### WHAT IS REQUIRED
Please return every line of the material below unchanged, leaving out the pictures.
--- start RECORDED INFORMATION ---
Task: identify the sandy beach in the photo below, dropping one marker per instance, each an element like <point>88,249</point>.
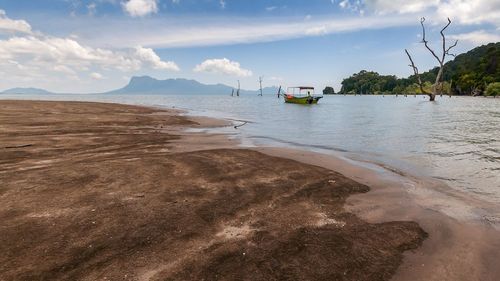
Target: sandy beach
<point>95,191</point>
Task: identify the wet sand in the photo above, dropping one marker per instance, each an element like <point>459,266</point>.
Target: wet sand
<point>93,191</point>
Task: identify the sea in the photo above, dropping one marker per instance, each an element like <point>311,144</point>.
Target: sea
<point>454,139</point>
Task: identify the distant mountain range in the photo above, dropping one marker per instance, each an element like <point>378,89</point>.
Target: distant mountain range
<point>150,86</point>
<point>33,91</point>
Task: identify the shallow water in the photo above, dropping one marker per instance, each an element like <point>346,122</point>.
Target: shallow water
<point>456,139</point>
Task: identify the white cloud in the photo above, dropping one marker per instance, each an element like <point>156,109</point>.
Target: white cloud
<point>140,8</point>
<point>96,76</point>
<point>224,66</point>
<point>462,11</point>
<point>149,57</point>
<point>476,38</point>
<point>317,30</point>
<point>471,12</point>
<point>8,25</point>
<point>400,6</point>
<point>67,56</point>
<point>244,31</point>
<point>92,8</point>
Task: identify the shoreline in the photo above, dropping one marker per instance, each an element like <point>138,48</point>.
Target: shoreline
<point>386,201</point>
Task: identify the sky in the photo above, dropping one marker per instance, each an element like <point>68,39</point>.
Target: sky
<point>89,46</point>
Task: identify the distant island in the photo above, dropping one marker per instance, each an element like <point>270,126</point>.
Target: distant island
<point>149,85</point>
<point>474,73</point>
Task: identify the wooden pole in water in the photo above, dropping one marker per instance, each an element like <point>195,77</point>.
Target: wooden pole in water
<point>260,82</point>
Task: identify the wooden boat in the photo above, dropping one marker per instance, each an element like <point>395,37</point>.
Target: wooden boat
<point>301,95</point>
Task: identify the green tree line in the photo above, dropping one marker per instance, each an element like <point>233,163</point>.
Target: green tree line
<point>476,72</point>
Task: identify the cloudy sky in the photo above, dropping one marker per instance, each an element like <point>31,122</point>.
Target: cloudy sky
<point>97,45</point>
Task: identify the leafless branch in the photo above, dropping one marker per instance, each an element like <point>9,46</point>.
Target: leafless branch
<point>422,20</point>
<point>415,70</point>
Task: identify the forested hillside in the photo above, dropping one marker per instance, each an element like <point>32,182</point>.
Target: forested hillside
<point>467,74</point>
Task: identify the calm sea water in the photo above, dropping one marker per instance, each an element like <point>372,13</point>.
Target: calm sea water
<point>456,139</point>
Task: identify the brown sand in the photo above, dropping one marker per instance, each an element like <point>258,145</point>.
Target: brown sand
<point>95,191</point>
<point>459,248</point>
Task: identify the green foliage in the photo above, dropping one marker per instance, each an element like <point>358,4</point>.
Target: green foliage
<point>467,74</point>
<point>493,89</point>
<point>328,91</point>
<point>369,82</point>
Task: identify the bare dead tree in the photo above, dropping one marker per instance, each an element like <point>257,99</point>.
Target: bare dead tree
<point>437,86</point>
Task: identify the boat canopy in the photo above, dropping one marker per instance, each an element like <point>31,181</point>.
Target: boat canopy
<point>301,91</point>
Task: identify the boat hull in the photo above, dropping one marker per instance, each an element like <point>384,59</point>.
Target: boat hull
<point>302,100</point>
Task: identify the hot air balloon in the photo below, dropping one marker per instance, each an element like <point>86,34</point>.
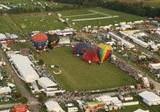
--- end RECORDED INFORMATION ---
### EXERCISE ANSWER
Task: identify the sandy beach in the photo below, dropping one marker per instance, each an element like <point>88,249</point>.
Target: sandy beach
<point>95,191</point>
Task: identify the wet sand in the photo above, dropping one marker per instance, each an element like <point>459,266</point>.
Target: wet sand
<point>93,191</point>
Task: identify the sea in the photo above, dropping one marker per instance, each an element like <point>311,144</point>.
Target: sea
<point>454,139</point>
Task: identify the distant mountain range in the photo above, dropping one marker per instance, each an element like <point>378,89</point>.
Target: distant mountain range
<point>150,86</point>
<point>33,91</point>
Task: identify the shallow water in the photo above, dropping one marker per instance, each an element like <point>346,122</point>.
Target: shallow water
<point>456,139</point>
Task: identify the white cloud in the photo above, dropping one marker per instance, each an element like <point>156,109</point>.
Target: white cloud
<point>140,8</point>
<point>96,76</point>
<point>224,66</point>
<point>462,11</point>
<point>149,57</point>
<point>476,38</point>
<point>317,30</point>
<point>471,12</point>
<point>8,25</point>
<point>400,6</point>
<point>67,56</point>
<point>244,31</point>
<point>92,8</point>
Task: identify the shoreline in the photo above, dropping one marker per instance, each an element like <point>138,48</point>.
Target: shoreline
<point>386,201</point>
Task: identify the sky in the photo above, dropping one marker per instance, each an element like <point>68,39</point>.
Target: sky
<point>89,46</point>
Task: identify the distant island in the photo above, dropping one marker per instance, each an element like <point>270,126</point>.
Target: distant island
<point>149,85</point>
<point>474,73</point>
Task: identify the wooden pole in water in the photo above, dropping one marker per instance, each an element like <point>195,77</point>.
Target: wooden pole in water
<point>260,82</point>
Task: identify the wooden boat in the photo above, dropping one marker per instance, each an element like <point>395,37</point>.
Target: wooden boat
<point>301,95</point>
Task: identify the green tree line in the photo above, dropping one marker per instance, each an element like <point>233,163</point>.
Target: green tree line
<point>476,72</point>
Task: identify the cloudy sky in the photo above, dropping one marker per instance, each an element like <point>31,122</point>.
Target: cloudy sky
<point>97,45</point>
Task: identify the leafless branch in the photo above, dropping one marker per instance, each an element like <point>9,46</point>.
Target: leafless branch
<point>422,20</point>
<point>415,70</point>
Task: identify the forested hillside in the photo above, dropping one marker per instance, each an element like <point>32,182</point>.
Target: forested hillside
<point>467,74</point>
Task: identify the calm sea water in the photo above, dropping one marker per instance, each an element like <point>372,13</point>.
Target: calm sea water
<point>456,139</point>
Task: identify the brown sand in the photo above, dropping one marker per instance, each an element like <point>258,145</point>.
Target: brown sand
<point>95,191</point>
<point>459,248</point>
Task: identify the green foliage in the photo above, dropping one marker per instance, each an element like <point>358,4</point>.
Target: green foliage
<point>467,74</point>
<point>493,89</point>
<point>328,91</point>
<point>369,82</point>
Task: identify the bare dead tree in the photo above, dropping one marker per instance, each an element like <point>257,99</point>.
Target: bare dead tree
<point>437,86</point>
Task: identify the boat canopy in the photo above, dropping one marker per instance, each an element like <point>31,181</point>.
Target: boat canopy
<point>301,91</point>
Task: identify the boat hull in the photo above, dropping one marker per instance, each an element like <point>384,59</point>.
Target: boat hull
<point>302,100</point>
Task: identify the hot air balloon in the photo below, dropping one marker per instance, each an element like <point>86,34</point>.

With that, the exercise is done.